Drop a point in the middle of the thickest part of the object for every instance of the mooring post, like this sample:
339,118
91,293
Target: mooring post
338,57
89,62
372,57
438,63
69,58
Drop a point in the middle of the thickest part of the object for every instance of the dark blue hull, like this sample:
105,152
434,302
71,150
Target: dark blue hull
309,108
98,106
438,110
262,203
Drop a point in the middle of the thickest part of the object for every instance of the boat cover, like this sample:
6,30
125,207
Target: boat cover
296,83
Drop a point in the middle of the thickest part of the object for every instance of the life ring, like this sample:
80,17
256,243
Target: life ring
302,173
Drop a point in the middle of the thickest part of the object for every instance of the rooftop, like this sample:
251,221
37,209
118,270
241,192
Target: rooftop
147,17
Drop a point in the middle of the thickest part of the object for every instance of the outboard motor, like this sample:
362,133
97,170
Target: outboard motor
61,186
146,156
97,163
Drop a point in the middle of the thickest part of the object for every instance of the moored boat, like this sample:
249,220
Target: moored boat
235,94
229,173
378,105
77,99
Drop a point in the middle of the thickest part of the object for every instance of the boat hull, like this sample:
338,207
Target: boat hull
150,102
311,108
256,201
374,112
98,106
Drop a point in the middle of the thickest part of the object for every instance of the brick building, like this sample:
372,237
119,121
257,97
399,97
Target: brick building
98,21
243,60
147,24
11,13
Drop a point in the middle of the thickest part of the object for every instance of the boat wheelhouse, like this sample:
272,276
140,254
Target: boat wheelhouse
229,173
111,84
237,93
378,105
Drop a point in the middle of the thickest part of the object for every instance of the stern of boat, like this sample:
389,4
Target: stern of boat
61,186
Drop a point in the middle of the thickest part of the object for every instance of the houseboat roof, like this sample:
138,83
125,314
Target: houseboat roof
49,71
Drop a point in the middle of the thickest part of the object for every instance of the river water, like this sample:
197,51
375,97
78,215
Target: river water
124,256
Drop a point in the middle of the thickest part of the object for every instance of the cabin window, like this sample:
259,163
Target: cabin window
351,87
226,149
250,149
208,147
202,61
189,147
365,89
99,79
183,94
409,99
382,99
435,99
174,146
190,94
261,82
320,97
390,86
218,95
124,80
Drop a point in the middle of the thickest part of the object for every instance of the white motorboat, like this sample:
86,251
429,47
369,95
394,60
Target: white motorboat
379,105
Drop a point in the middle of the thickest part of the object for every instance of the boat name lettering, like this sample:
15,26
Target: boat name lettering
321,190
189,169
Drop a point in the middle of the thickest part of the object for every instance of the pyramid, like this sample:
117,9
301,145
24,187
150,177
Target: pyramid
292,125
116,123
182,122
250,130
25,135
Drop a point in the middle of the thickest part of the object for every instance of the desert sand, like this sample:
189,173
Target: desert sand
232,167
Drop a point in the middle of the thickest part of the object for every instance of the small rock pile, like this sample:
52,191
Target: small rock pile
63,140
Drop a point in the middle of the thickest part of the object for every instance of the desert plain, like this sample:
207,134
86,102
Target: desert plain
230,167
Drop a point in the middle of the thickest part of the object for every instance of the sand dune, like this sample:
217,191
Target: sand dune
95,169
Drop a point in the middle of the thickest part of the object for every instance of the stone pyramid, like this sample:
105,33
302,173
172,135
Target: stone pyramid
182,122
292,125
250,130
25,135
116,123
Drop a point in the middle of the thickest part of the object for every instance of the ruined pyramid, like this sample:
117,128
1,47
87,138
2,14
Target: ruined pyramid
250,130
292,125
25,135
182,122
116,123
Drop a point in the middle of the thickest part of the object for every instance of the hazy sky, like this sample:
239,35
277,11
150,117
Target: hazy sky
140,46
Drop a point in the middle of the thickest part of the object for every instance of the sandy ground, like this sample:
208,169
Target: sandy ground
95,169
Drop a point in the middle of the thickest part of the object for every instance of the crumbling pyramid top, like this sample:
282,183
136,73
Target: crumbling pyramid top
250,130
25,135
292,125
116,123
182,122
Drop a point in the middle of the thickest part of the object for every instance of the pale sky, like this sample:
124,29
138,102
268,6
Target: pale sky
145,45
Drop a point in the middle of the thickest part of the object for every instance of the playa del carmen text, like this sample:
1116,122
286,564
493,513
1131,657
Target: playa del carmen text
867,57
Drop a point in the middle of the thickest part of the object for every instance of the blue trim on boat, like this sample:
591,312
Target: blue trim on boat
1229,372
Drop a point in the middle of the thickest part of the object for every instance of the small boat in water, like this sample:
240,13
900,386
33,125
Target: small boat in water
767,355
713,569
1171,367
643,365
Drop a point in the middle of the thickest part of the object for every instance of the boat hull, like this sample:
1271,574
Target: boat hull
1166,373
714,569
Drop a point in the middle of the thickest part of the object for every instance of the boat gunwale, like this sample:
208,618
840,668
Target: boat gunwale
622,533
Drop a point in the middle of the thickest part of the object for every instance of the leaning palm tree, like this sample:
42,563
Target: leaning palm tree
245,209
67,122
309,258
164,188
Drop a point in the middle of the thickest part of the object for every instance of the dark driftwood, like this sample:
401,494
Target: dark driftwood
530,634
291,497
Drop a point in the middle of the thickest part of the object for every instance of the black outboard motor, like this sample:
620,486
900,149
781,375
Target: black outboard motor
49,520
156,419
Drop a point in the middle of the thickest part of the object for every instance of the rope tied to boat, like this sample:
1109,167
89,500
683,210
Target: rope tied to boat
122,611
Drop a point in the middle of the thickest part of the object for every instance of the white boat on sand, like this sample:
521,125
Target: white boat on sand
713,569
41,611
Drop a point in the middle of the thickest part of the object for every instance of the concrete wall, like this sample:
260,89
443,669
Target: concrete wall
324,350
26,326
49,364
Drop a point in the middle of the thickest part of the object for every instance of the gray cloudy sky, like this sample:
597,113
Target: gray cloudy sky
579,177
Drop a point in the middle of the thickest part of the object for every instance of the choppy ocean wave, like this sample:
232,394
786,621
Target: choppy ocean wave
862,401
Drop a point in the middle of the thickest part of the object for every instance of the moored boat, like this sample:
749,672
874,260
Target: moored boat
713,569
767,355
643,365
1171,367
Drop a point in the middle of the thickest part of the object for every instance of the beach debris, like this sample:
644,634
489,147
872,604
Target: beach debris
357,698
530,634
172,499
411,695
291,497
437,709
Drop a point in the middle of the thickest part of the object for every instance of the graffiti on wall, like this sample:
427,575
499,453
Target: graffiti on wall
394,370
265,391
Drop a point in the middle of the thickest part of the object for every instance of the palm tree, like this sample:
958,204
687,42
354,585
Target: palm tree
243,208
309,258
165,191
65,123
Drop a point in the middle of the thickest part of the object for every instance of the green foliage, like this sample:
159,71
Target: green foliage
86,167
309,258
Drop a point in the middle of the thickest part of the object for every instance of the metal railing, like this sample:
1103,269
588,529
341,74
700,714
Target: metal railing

----

— Problem details —
Every record above should be output exactly.

— Final result —
Drop a point in the middle of the thickest part of the object for every instance of the mooring post, like this sample:
339,118
91,293
Target: mooring post
338,57
89,62
372,57
438,63
69,58
Drop a point in the middle of the thickest part of the object for every instance of the dark blue hull, like this sample:
105,152
434,302
71,150
Target: dark blue hull
309,108
98,106
438,110
262,203
Drop a point in the middle of the thickest part of the object for every instance of the boat cover, like this sample:
6,30
125,207
Target: boat cover
296,83
Drop a point in the middle of the thickest part of the object for every instance of the life ring, like this sample:
80,17
256,243
Target: life ring
302,173
Drop a point in the middle of the thickest part of the object for every instance of the rooftop, like this sample:
251,221
37,209
118,270
241,192
Target: rooftop
147,17
Drop a point in the middle of the thickest part of the object for every instance of the outboard motor, like this sample:
362,133
97,170
Target: outboard motor
61,186
146,156
97,163
Drop a point in the middle of the thickest part of the object for every instance of the moored boat, like this sample:
249,220
Target: moored boat
235,94
229,173
378,105
77,99
Drop a point in the middle of the thickest part of the object for every instance of the boat hull, like this sample:
338,207
Target: boat hull
150,102
311,108
256,201
374,112
98,106
Drop a point in the middle of the thickest part of the object for every instance of the brick building, like this sample:
372,237
119,121
257,97
399,97
Target: brick building
98,21
243,60
147,24
11,13
Drop a point in the middle of the thickest part of the object for every instance of the boat wheelhouse, like this sample:
272,276
140,254
Target: boat wheelhouse
229,173
111,84
237,93
378,105
Drop a point in the middle of the thickest part of the object for every instance of the stern of boat, like this sample:
389,4
Target: stern of boat
61,186
Drop a point in the middle of the thickest part of the object for every instance of the houseboat roof, like this sample:
138,83
125,314
Target: houseboat roof
49,71
Drop a point in the middle of the thickest part of the object for every instance of the river water, like this sample:
197,51
375,97
78,215
Target: river water
124,256
Drop a point in the middle of the thickest part of the object for every instance of the cabin window, like this sample:
259,163
Target: cabin window
351,87
226,149
250,149
208,147
202,61
189,147
365,89
99,79
183,94
409,99
382,99
435,99
174,146
190,94
261,82
320,97
390,86
218,95
124,80
Drop a point in the middle of the thickest part of the object for every instance of the white motorboat, like this sample:
86,251
429,47
369,95
394,60
Target: white motorboat
379,105
Drop a point in the middle of the thickest part of the object for every instance of the boat name lettering, like this sample:
15,26
Target: boat name lettering
321,190
189,169
Drop a point in the middle of the thickest part of the object for every instance of the pyramid, like this sample:
117,9
301,145
24,187
150,177
Target: pyramid
292,125
116,123
182,122
250,130
25,135
Drop a point in the middle of the thickest part of the object for every instance of the desert sand, like this sample:
189,173
Target: desert sand
232,167
Drop a point in the middle of the thickest part of the object for every instance of the small rock pile, like this sample:
52,191
Target: small rock pile
63,140
Drop a point in the middle of the thickest part of the object for every instance of the desert plain, like this sample:
207,134
86,102
Target: desert plain
230,167
Drop a point in the middle of the thickest part of the object for every instance of the sand dune, like this sample:
217,191
Target: sand dune
95,169
Drop a point in the middle of the thickest part of the object for every instance of the stone pyramid, like this sample:
105,33
302,173
172,135
Target: stone pyramid
182,122
292,125
250,130
25,135
116,123
Drop a point in the middle of the thickest part of the object for every instance of the ruined pyramid, like this sample:
117,128
1,47
87,138
2,14
Target: ruined pyramid
250,130
292,125
25,135
182,122
116,123
Drop a point in the middle of the thickest part of the object for every instance of the hazy sky, like this sample:
239,35
277,11
150,117
Target: hazy sky
140,46
Drop a point in the middle of the thickest part of the object for every instance of the sandy ground, like this sample:
208,169
Target: sandy ground
95,169
Drop a point in the middle of the thickest part of the object for every instance of the crumbling pyramid top, like this sample:
282,183
136,73
Target: crumbling pyramid top
250,130
25,135
292,125
116,123
182,122
Drop a point in the middle of the thickest part of the object for every instance of the pale sky, like this sample:
124,29
138,102
268,6
Target: pale sky
145,45
Drop a point in the middle of the thickest part of the object for every instance of the playa del carmen text, like this sample:
1116,122
286,564
493,513
1131,657
Target: playa del carmen text
867,57
Drop a point in the middle of the thickest part of the object for every instance of the blue trim on boat, like this sample:
591,312
Target: blue trim on boat
1229,372
Drop a point in the middle of the thickest part of the object for every instance of the small boat in water, like this sample:
240,13
900,386
33,125
Target: small boat in water
767,355
713,569
1171,367
643,365
Drop a point in the middle of the thickest part of the object for every instance of the boat hull, like this sample:
1271,574
Target: boat hull
1166,373
714,569
Drop a point in the middle of the thickest part of the object for every instance of the boat gunwale, like this sample:
208,618
840,668
Target: boat gunwale
622,533
Drop a point in the middle of the thickest part of the object for every instance of the leaning palm tree, like this sample:
42,563
Target: leaning palm tree
245,209
67,122
309,258
164,188
Drop a point in the middle of the thickest part of the object for every instance of the dark driftwood, like this sample:
401,494
Target: dark driftwood
530,634
291,497
Drop a point in the middle of the thickest part of the object for every instance of the black outboard motor, like this sample:
620,486
900,149
781,375
Target: black outboard motor
49,520
156,419
Drop a point in the middle of the thickest part of the object for every instance of the rope tied to boat, like this sample:
1109,167
89,500
683,210
Target: rope tied to boat
122,611
Drop a point in the middle of the thickest part of the object for every instance of the white boat on sand, like this sample:
521,125
Target: white boat on sand
713,569
41,611
Drop a point in the middle of the thickest part of the object for every instance of the concrete wall, like this sample:
260,89
443,669
Target: concrete wall
324,350
26,326
49,364
Drop a point in the middle of the thickest part of the object for every instance of the gray cloudy sky, like this sample:
597,113
Target: gray cloudy sky
579,177
Drop a point in the middle of the thickest part of the object for every instance of the choppy ocean wave, like this sample:
232,394
786,621
Target: choppy ocean wave
862,401
Drop a point in the middle of the thickest part of the object for every instance of the moored boat, like this sample:
749,672
874,260
Target: moored boat
713,569
767,355
643,365
1171,367
Drop a point in the middle of the thickest part of the object for every instance of the beach debris, like this sample:
644,634
489,147
872,604
Target: beach debris
357,698
530,634
172,499
411,695
291,497
437,709
Drop a point in the middle of the thickest part of the object for every instance of the graffiti on wall, like this sample:
427,575
499,453
Target: graffiti on wall
394,370
265,391
Drop a point in the middle of the thickest part of the object for every instance of the palm tree, like this sample:
958,204
687,42
354,585
Target: palm tree
243,208
309,258
165,191
65,123
Drop a point in the middle of the thickest part of the object for every instance of the green foliage, like this sample:
159,71
Target: green foliage
86,167
309,258
Drop a point in the middle of the thickest part of the object for every instance of the metal railing, like this sample:
1103,269
588,529
341,74
700,714
Target: metal railing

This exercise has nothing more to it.